OBJECTIVE:
Rewrite the items starting at the line that contains "Target: boat window" and ending with the last item, changing "beige building" to "tan building" and leaving everything else the same.

>> Begin RECORDS

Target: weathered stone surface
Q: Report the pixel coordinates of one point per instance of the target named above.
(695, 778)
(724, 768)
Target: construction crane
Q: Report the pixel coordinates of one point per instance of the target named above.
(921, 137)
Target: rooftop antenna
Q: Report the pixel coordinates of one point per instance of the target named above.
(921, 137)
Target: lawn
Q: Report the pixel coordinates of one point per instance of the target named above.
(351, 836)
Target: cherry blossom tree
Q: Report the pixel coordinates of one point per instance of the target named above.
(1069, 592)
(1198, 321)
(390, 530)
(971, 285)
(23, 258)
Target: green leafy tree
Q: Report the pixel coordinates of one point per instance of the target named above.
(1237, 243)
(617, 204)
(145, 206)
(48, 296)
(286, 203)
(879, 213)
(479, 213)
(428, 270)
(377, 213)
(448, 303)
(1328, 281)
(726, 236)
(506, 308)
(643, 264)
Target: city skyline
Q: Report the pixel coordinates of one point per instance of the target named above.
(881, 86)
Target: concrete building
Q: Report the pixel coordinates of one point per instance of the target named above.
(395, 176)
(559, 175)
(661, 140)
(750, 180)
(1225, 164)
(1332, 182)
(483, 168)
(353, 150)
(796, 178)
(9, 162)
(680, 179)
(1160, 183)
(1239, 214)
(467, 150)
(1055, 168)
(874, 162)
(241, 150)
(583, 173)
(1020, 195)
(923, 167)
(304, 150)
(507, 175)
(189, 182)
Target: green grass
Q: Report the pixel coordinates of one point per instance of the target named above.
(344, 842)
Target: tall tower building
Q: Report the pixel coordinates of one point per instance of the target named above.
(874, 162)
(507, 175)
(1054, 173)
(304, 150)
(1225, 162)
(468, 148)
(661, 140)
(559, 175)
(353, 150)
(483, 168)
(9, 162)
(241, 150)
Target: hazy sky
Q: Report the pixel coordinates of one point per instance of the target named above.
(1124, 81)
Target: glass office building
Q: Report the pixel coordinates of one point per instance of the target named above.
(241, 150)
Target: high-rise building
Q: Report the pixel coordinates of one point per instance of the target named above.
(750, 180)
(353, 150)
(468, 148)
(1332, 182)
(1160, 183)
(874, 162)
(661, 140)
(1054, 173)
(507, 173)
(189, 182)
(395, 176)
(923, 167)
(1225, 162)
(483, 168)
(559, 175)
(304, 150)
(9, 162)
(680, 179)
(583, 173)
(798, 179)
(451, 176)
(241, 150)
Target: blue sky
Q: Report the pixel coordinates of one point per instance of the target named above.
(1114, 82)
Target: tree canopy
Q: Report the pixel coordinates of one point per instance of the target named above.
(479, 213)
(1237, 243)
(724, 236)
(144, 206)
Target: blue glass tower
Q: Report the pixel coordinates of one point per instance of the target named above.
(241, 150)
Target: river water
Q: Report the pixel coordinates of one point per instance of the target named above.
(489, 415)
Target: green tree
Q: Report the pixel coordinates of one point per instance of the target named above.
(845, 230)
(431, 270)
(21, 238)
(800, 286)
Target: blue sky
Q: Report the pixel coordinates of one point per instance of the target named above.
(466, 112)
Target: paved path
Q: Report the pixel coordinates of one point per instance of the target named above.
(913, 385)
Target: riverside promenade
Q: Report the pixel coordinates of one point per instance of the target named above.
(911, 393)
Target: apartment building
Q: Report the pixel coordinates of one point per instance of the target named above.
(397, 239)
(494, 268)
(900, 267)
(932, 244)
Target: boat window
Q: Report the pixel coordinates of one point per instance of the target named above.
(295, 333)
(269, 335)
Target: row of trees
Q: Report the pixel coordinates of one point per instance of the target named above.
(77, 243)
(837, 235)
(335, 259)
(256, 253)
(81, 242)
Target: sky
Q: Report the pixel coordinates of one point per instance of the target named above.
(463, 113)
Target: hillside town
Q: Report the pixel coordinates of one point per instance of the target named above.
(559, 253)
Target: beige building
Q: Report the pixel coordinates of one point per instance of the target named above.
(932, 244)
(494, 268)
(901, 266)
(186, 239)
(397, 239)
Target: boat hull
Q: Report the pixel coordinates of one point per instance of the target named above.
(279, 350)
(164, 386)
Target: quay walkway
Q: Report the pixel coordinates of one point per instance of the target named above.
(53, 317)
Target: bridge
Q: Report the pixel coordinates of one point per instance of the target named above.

>> End RECORDS

FINISHED ANSWER:
Target: boat window
Q: Report the pixel coordinates of one point per instance of the target named above.
(295, 333)
(269, 335)
Target: row of trees
Q: Report the pixel coordinates of one point per instance of the target named above.
(77, 243)
(837, 235)
(335, 259)
(256, 253)
(81, 242)
Target: sky
Q: Report the pixel coordinates of one point per instance of the target named above.
(463, 113)
Target: hillside town
Q: Report the pixel coordinates of one point per instance of the target named above.
(559, 253)
Target: tan building
Q: Report the pixel coordinates of one point per instance of the target named above.
(932, 244)
(494, 268)
(901, 266)
(186, 239)
(397, 239)
Target: boat hull
Q: Report the pixel coordinates of one point per instance of the target named above.
(279, 350)
(164, 386)
Target: quay walkway
Q: Report the pixel coordinates of one point per instance of the target named above.
(53, 317)
Target: bridge
Q: Report the pixel coordinates of one point per instance of the target named above.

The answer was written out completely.